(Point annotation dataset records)
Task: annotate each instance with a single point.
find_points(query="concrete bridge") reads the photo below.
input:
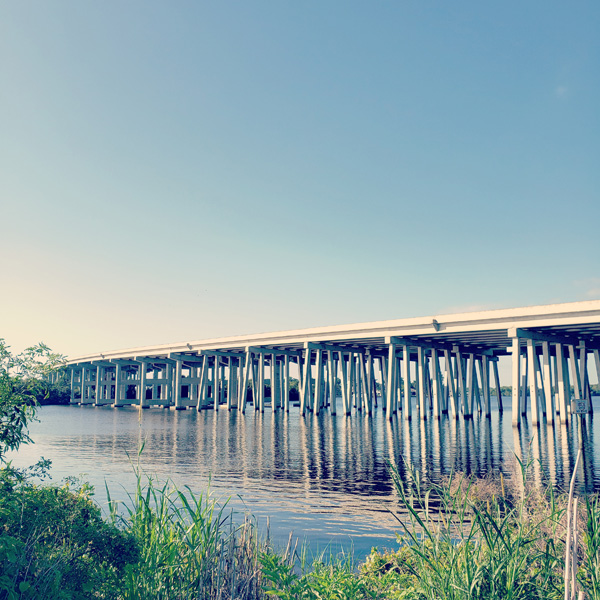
(453, 359)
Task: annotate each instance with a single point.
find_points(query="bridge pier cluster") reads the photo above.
(427, 367)
(333, 378)
(545, 368)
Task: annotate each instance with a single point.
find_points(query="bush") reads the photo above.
(55, 544)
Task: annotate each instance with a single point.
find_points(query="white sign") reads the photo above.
(579, 407)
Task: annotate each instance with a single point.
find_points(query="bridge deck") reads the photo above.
(452, 358)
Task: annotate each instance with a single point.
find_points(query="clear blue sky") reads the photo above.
(173, 171)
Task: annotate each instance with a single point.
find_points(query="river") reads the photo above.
(326, 478)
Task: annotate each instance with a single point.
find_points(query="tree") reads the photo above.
(23, 377)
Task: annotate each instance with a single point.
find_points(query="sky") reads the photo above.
(175, 171)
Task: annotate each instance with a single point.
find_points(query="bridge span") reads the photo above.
(453, 360)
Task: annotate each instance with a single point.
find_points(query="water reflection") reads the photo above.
(321, 475)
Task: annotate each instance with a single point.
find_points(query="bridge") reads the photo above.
(340, 369)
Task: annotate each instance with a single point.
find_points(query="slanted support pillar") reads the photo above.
(332, 375)
(319, 381)
(471, 383)
(72, 400)
(422, 383)
(245, 379)
(117, 401)
(533, 393)
(142, 396)
(497, 385)
(177, 386)
(485, 376)
(286, 383)
(451, 383)
(547, 378)
(563, 391)
(406, 379)
(435, 367)
(391, 382)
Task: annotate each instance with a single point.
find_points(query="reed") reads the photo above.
(190, 547)
(463, 544)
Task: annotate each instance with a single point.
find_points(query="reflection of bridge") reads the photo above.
(452, 358)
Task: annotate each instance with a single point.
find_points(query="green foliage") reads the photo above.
(190, 547)
(465, 547)
(22, 379)
(333, 579)
(54, 543)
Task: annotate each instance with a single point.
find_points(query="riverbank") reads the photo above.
(465, 539)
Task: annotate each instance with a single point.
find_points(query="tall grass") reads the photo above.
(465, 544)
(465, 539)
(190, 547)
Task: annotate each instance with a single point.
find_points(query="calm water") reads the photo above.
(324, 478)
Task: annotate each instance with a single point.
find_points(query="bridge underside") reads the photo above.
(448, 362)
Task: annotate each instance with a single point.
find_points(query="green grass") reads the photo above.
(465, 539)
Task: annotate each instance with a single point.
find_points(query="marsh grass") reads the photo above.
(475, 539)
(463, 539)
(190, 546)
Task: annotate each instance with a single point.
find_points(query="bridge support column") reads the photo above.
(177, 386)
(318, 381)
(563, 390)
(142, 396)
(435, 367)
(533, 391)
(83, 386)
(422, 371)
(485, 376)
(331, 380)
(471, 383)
(406, 378)
(547, 382)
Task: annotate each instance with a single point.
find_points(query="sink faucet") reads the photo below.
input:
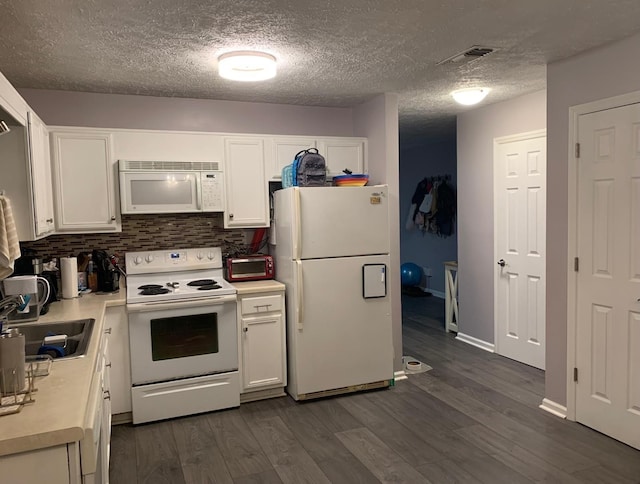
(10, 303)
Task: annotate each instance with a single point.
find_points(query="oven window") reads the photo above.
(184, 336)
(162, 192)
(249, 268)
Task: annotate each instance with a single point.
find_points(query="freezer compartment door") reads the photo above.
(337, 338)
(322, 222)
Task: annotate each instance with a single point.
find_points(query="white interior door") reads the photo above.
(520, 229)
(608, 279)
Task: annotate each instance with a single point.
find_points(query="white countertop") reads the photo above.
(253, 287)
(58, 414)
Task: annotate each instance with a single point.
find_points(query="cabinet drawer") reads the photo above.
(262, 304)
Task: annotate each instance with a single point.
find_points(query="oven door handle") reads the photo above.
(182, 303)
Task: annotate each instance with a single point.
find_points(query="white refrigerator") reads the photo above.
(331, 250)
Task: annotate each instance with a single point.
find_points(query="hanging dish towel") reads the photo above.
(9, 245)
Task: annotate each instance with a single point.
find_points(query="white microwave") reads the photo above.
(170, 186)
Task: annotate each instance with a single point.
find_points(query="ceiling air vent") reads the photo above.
(473, 52)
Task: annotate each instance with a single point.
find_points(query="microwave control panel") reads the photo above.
(212, 191)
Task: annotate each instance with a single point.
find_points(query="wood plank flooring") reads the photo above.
(474, 418)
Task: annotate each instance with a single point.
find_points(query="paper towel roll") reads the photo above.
(69, 268)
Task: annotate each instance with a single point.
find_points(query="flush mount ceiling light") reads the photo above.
(247, 66)
(470, 96)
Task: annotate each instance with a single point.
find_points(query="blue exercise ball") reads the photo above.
(410, 274)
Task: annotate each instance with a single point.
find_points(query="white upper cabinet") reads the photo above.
(282, 151)
(341, 153)
(247, 197)
(144, 145)
(25, 178)
(84, 188)
(41, 172)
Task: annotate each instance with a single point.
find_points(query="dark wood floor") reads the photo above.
(473, 418)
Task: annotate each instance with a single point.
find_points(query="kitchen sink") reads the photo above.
(78, 336)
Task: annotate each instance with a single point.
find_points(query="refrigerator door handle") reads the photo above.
(300, 301)
(297, 237)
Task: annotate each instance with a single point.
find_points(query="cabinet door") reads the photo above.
(247, 194)
(262, 351)
(84, 189)
(41, 175)
(341, 153)
(283, 150)
(120, 370)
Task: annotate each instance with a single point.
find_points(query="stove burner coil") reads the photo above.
(202, 282)
(153, 291)
(209, 287)
(150, 286)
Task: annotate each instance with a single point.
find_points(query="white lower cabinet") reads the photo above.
(84, 187)
(86, 461)
(120, 369)
(50, 465)
(262, 344)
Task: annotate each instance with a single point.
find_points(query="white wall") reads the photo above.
(378, 121)
(476, 130)
(605, 72)
(65, 108)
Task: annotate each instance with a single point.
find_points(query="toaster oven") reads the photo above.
(250, 268)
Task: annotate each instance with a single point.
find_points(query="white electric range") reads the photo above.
(182, 333)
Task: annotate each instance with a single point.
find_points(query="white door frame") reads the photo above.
(496, 275)
(572, 226)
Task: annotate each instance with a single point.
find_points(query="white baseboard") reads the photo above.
(399, 375)
(478, 343)
(553, 408)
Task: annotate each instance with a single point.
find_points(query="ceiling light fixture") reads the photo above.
(247, 66)
(470, 96)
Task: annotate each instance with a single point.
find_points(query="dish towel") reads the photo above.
(9, 244)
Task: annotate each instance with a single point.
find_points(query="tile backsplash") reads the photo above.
(147, 232)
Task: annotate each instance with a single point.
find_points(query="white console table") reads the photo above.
(451, 296)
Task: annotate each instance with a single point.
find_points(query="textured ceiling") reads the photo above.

Aim of the exercise
Write the records out again in full, exactly, and skip every picture.

The output
Task: annotate each instance with a single point.
find_points(query="concrete bridge") reads the photo below.
input:
(453, 359)
Task: annotate each instance with a single point.
find_points(query="bridge pier cluster") reads the photo above.
(427, 367)
(333, 378)
(545, 368)
Task: annotate each instance with a single point.
find_points(query="bush") reads the photo above.
(55, 544)
Task: annotate each instance with a single point.
find_points(query="white sign") reads the photo above.
(579, 407)
Task: annotate each instance with a single point.
find_points(query="bridge deck") reads the photo above.
(452, 358)
Task: annotate each instance with a single point.
find_points(query="clear blue sky") reads the photo above.
(173, 171)
Task: annotate each instance with a single point.
find_points(query="river") reads the photo above.
(326, 478)
Task: annotate each instance with a single point.
find_points(query="tree") reads the photo above.
(23, 377)
Task: annotate each instance with a single point.
find_points(query="sky") reads the photo above.
(175, 171)
Task: annotate each instance with a single point.
find_points(query="bridge span") reads the photo above.
(453, 360)
Task: annotate each instance with a single point.
find_points(query="water reflection") reads the photo above.
(321, 475)
Task: annotate each instance with a single point.
find_points(query="bridge") reads the photo above.
(340, 369)
Task: annotate each instance with a single point.
find_points(query="slanted support pillar") reads the photo above.
(332, 375)
(319, 381)
(471, 383)
(72, 400)
(422, 383)
(245, 379)
(117, 401)
(533, 393)
(142, 396)
(497, 385)
(177, 386)
(485, 376)
(286, 383)
(451, 383)
(547, 378)
(563, 391)
(406, 379)
(435, 367)
(391, 382)
Task: annotate each instance with a single point.
find_points(query="reed") reads the photo above.
(190, 547)
(463, 544)
Task: annotate each instance with a single point.
find_points(query="reflection of bridge") reads the photo above.
(452, 358)
Task: annotate each instance with a single point.
find_points(query="green foliage") reads the photo above.
(190, 547)
(465, 547)
(22, 379)
(333, 579)
(54, 543)
Task: annotate each instance with a single point.
find_points(query="riverbank") reads the photo above.
(465, 539)
Task: annotate each instance with a single point.
find_points(query="tall grass") reads the photo above.
(465, 544)
(465, 539)
(190, 547)
Task: annotate each instance with a single point.
find_points(query="calm water") reads the photo above.
(324, 478)
Task: annotate each instance with a single point.
find_points(query="bridge underside") reads the photo above.
(448, 362)
Task: annotate each instance with a single point.
find_points(query="green grass") reads the photo above.
(465, 539)
Task: annotate each instance with a single point.
find_points(query="marsh grass") reads the photo above.
(475, 539)
(463, 539)
(190, 546)
Task: annotate each instance with a single point.
find_points(query="bridge support column") reads the photo above.
(177, 386)
(318, 381)
(563, 390)
(142, 396)
(435, 367)
(533, 391)
(83, 386)
(422, 371)
(485, 376)
(331, 380)
(471, 383)
(406, 378)
(547, 382)
Task: annotate each instance with a single point.
find_points(query="sink faucet") reads the photo below.
input:
(10, 303)
Task: annotate each instance with a single point.
find_points(query="oven window") reads the photo above.
(184, 336)
(162, 192)
(249, 268)
Task: annotate each instance with a single point.
find_points(query="freezer compartment door") reads the photo above.
(337, 338)
(322, 222)
Task: annotate each instance with a single point.
find_points(query="white interior door") reads the photo above.
(520, 229)
(608, 279)
Task: annotate each instance with a single point.
find_points(query="white countertop") reads the photo above.
(253, 287)
(58, 414)
Task: annotate each instance with a single point.
find_points(query="cabinet drawer") reads the photo above.
(262, 304)
Task: annotate each instance with a single point.
find_points(query="oven door handle") reads the photo above.
(182, 303)
Task: annotate each instance with a single point.
find_points(query="white refrigerator") reads the photo above.
(331, 250)
Task: annotate each instance with a single point.
find_points(query="hanging dish towel") reads the photo above.
(9, 245)
Task: annotate each instance with a single point.
find_points(query="white microwave") reads the photo above.
(170, 186)
Task: annotate each instance with a single point.
find_points(query="ceiling air vent") reads the photo above.
(473, 52)
Task: annotate each instance with a single point.
find_points(query="microwave control panel") reads the photo above.
(212, 191)
Task: annotate each instance with a single point.
find_points(query="wood plank flooring") reads the photo above.
(474, 418)
Task: annotate each instance with a single point.
find_points(query="paper towel roll") reads the photo above.
(69, 268)
Task: annotate each instance with a single point.
find_points(query="flush mount ceiling light") reads the photo above.
(247, 66)
(470, 96)
Task: annotate each instance with a single point.
find_points(query="blue exercise ball") reads the photo above.
(410, 274)
Task: annotate each instance with a single point.
find_points(query="white upper cabinet") reads the photo above.
(282, 151)
(341, 153)
(247, 197)
(144, 145)
(25, 178)
(84, 188)
(41, 172)
Task: annotate each instance with a single point.
find_points(query="dark wood floor") reads the photo above.
(473, 418)
Task: annotate each instance with a single point.
find_points(query="kitchen sink") reads the photo above.
(78, 336)
Task: annotate each instance with a single point.
find_points(query="refrigerator door handle") reads the photo above.
(300, 301)
(297, 237)
Task: annotate each instance with a single point.
find_points(query="cabinet door") reads the photo above.
(247, 194)
(262, 351)
(84, 189)
(41, 175)
(341, 153)
(283, 150)
(120, 370)
Task: annotate each instance with a single point.
find_points(query="stove burner coil") reads the photo above.
(202, 282)
(153, 291)
(209, 287)
(150, 286)
Task: annotate each instance with a single point.
find_points(query="white lower cabinet") reads the photo above.
(84, 187)
(86, 461)
(120, 369)
(50, 465)
(262, 344)
Task: annotate each instance with a single point.
find_points(query="white wall") reads the photo above.
(378, 121)
(476, 130)
(605, 72)
(65, 108)
Task: annotate each instance with a single point.
find_points(query="toaster oven") reads the photo above.
(250, 268)
Task: annotate each instance with a single point.
find_points(query="white electric range") reads the photo above.
(182, 333)
Task: annotate each instance with a single point.
find_points(query="white door frame") reads the photo above.
(496, 275)
(572, 226)
Task: annotate each instance with a single point.
find_points(query="white baseboard") reads the photo above.
(399, 375)
(478, 343)
(553, 408)
Task: annotate each instance with a single point.
find_points(query="ceiling light fixture") reads the photo above.
(247, 66)
(470, 96)
Task: annotate each instance with a single point.
find_points(query="dish towel") reads the photo above.
(9, 244)
Task: annotate each instance with a single point.
find_points(query="tile backsplash") reads the photo above.
(147, 232)
Task: annotate each instance with a single point.
find_points(query="white console table") reads the photo above.
(451, 296)
Task: annotate each instance with a single point.
find_points(query="textured ceiling") reads the photo above.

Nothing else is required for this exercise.